Activity> Gather all lines from the material that contain the word "instance".

Material provided>
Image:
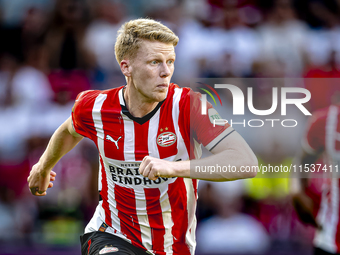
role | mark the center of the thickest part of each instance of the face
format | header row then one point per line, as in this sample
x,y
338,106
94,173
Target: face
==
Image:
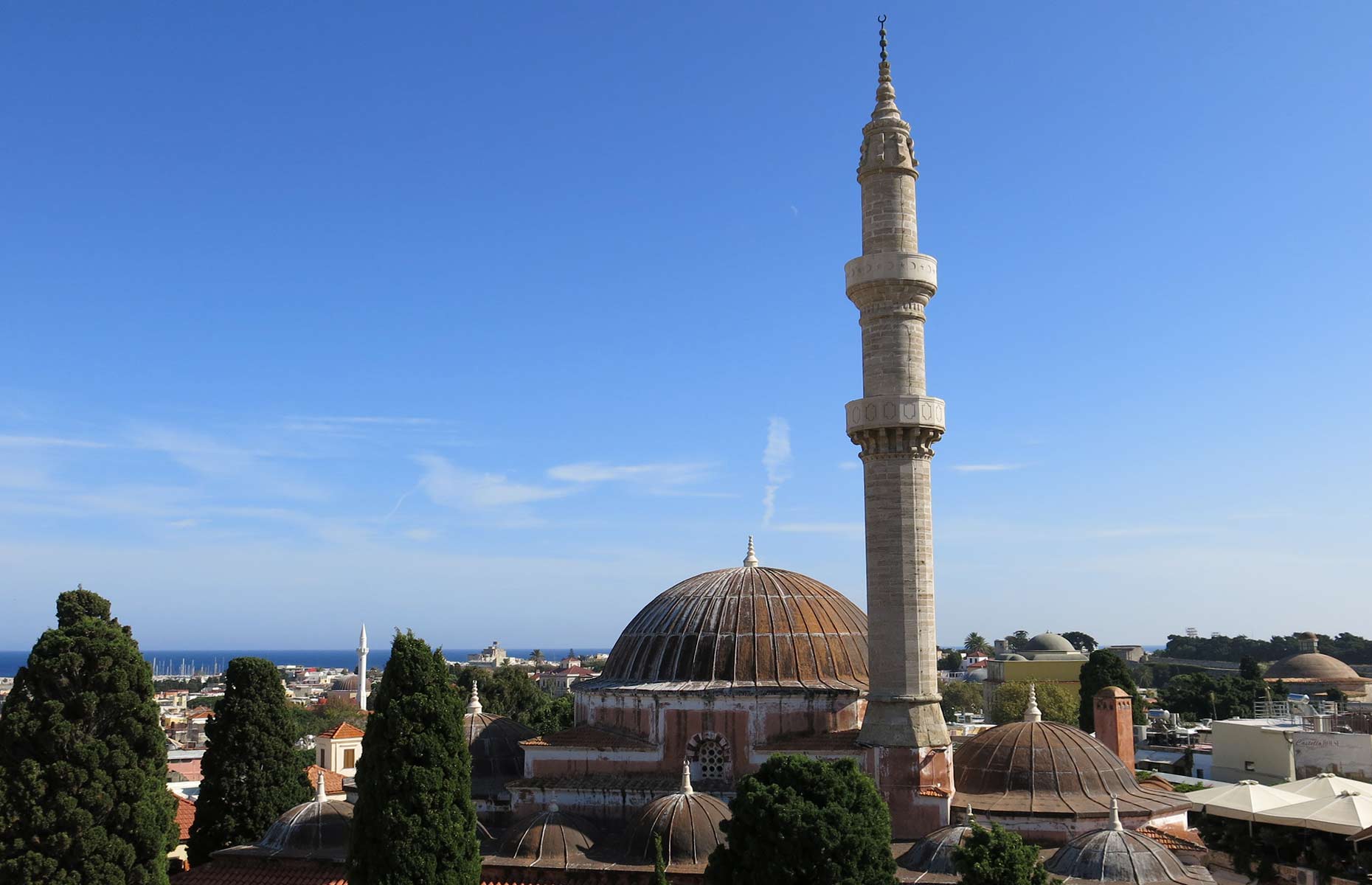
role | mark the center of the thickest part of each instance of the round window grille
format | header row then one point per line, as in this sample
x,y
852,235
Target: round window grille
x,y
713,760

Task response>
role | mark the center of the thickest part of each instance of the face
role | mark the center of the thickest part of each instance of the round window grille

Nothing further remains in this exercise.